## [Consigne écrite A]
D'après le texte sur l'emploi du mot maximum, à quel siècle les noms français maximum, minimum et optimum ont-ils été créés ?
## [Consigne écrite B]
Reprenez le texte sur l'emploi du mot maximum après sa dernière phrase et rédigez-en la suite.

## [Extrait du document]
Points de langue - 5 février 2018 - 4 min

Réduire au maximum

J’ai un doute à propos de cette phrase  : « Il faut réduire au maximum la quantité de déchets. » Ne faudrait-il pas plutôt dire « réduire au minimum » ?

Profitons de la question pour d’abord rappeler quelques difficultés liées au mot maximum.

Maximum, minimum et optimum

Noms

Les noms français maximum, minimum et optimum dérivent respectivement de ces adjectifs superlatifs latins :

maximus

= « très grand » ou « le plus grand »

minimus

= « très petit » ou « le plus petit »

optimus

= « très bon », « excellent » ou « le meilleur »

En latin, au genre neutre singulier du cas nominatif, ces trois adjectifs prennent la finale -⁠um  : maximum, minimum et optimum. C’est par emprunt de ces formes neutres qu’ont été créés au xviiie siècle les trois noms français masculins, avec un sens de superlatif relatif (« la plus grande valeur », « la plus petite valeur », « la meilleure valeur »).

Au pluriel, deux formes sont utilisées pour ces noms français. D’une part, celles qui utilisent la finale -⁠a correspondant au pluriel du neutre latin  : maxima, minima et optima. D’autre part, celles qui ajoutent un s conformément à la règle générale française  : minimums, maximums et optimums. On peut donc écrire indifféremment  :

Ce graphique montre les maxima mensuels de température.
Ce graphique montre les maximums mensuels de température.

Cela dit, le pluriel en -⁠a survit surtout dans la langue scientifique. Le pluriel en -⁠ums, moins savant mais plus régulier pour les francophones, est de nos jours celui qui est généralement recommandé. On écrira donc de préférence  :

Ce graphique montre les maximums mensuels de température.

Adjectifs

Les trois noms français ont aussi été utilisés comme adjectifs à partir du xixe siècle. Par exemple, dans l’expression le niveau maximum, le mot maximum prend une valeur adjectivale signifiant « qui constitue le maximum ».

Pour la formation du pluriel, ce qui a été dit ci-dessus pour les noms vaut pour les adjectifs  : deux formes sont possibles, la seconde étant à privilégier.

les niveaux maxima
les niveaux maximums

Une complication se pose toutefois pour les adjectifs  : la formation du féminin singulier. On trouve parfois la forme en -⁠a, conforme au féminin singulier latin, et parfois la forme en -⁠um, identique à celle du masculin français.

la valeur maxima
la valeur maximum

La deuxième forme, plus fréquente de nos jours, est préférable.

## [Extrait de données]

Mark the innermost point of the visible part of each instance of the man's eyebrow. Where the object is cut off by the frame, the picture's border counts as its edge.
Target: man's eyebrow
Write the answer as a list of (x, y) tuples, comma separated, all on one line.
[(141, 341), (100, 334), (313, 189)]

## [Réponse écrite A]
Au xviiie siècle.

## [Réponse écrite B]
On pourrait se demander pourquoi on n’ajoute pas simplement un e pour le féminin, conformément à la règle générale française. Outre le fait qu’une finale en -⁠ume provoquerait un changement dans la prononciation, il y a sans doute que l’emploi adjectival de maximum est souvent encore senti comme une apposition résultant d’une ellipse  :

la valeur (qui est le) maximum

Les complications flexionnelles de ces adjectifs expliquent pourquoi le français a fini par créer trois synonymes, maximal, minimal et optimal, dont le suffixe -⁠al se fléchit à sa façon usuelle  :

le montant maximal
la quantité minimale
les niveaux minimaux
les conditions optimales

Comme ces adjectifs en -⁠al présentent des formes fléchies plus françaises et non ambigües, on recommande généralement de les employer de préférence à leurs synonymes en -⁠um.

Verbes

Le français connait également trois paires de verbes synonymes  :

maximiser/maximaliser
minimiser/minimaliser
optimiser/optimaliser

Les formes en -⁠iser ont été empruntées, au xixe siècle, aux verbes anglais équivalents en -⁠ize (maximize, minimize et optimize). Les formes en -⁠aliser, dérivées des adjectifs en -⁠al, sont plus récentes et restent relativement rares, quoique bien formées. La syllabe supplémentaire les désavantage sans doute.

Au maximum, au minimum

L’expression au maximum peut prendre le sens littéral de « à la valeur maximale »  :

Le réglage a été ajusté au maximum.
Le niveau d’alerte a été élevé au maximum.

En présence d’un nombre, au maximum signifie parfois « tout au plus »  :

Il y avait cinquante spectateurs au maximum.

Elle revêt aussi, dans des contextes qui n’impliquent pas spontanément de gradation numérique, le sens de « le plus possible »  :

Il faut exploiter au maximum cette occasion.
Je vais en profiter pour me reposer au maximum.

Signalons au passage le caractère pléonastique et critiquable d’expressions comme au grand maximum ou le grand maximum, puisque la notion de « grand » est implicite dans maximum.

Quant à elle, la locution au minimum peut revêtir des acceptions équivalentes, mais de sens contraire à celles d’au maximum  :

Le réglage a été ajusté au minimum.

= « à la valeur minimale »

Il y avait cinquante spectateurs au minimum.

= « au moins »

Il faudra veiller à perturber au minimum la circulation.

= « le moins possible »

Réduire au maximum, réduire au minimum

Avec ces diverses acceptions à l’esprit, revenons donc à la phrase de départ  :

Il faut réduire au maximum la quantité de déchets.

On peut en tirer deux lectures différentes  :

« Il faut réduire à sa valeur maximale la quantité de déchets. »
« Il faut réduire le plus possible la quantité de déchets. »

En fait, la première interprétation mène à une contradiction, puisqu’on voit mal comment la valeur cible serait une valeur maximale si elle est le résultat d’une réduction. On conclut par élimination de ce non-sens que c’est surement la deuxième interprétation qu’il faut retenir. L’équivoque est levée, mais le rédacteur aurait gagné en clarté s’il avait dès le départ écrit  :

Il faut réduire le plus possible la quantité de déchets.
Il faut minimiser/minimaliser la quantité de déchets.

On pourrait aussi lui proposer d’écrire plutôt  :

Il faut réduire au minimum la quantité de déchets.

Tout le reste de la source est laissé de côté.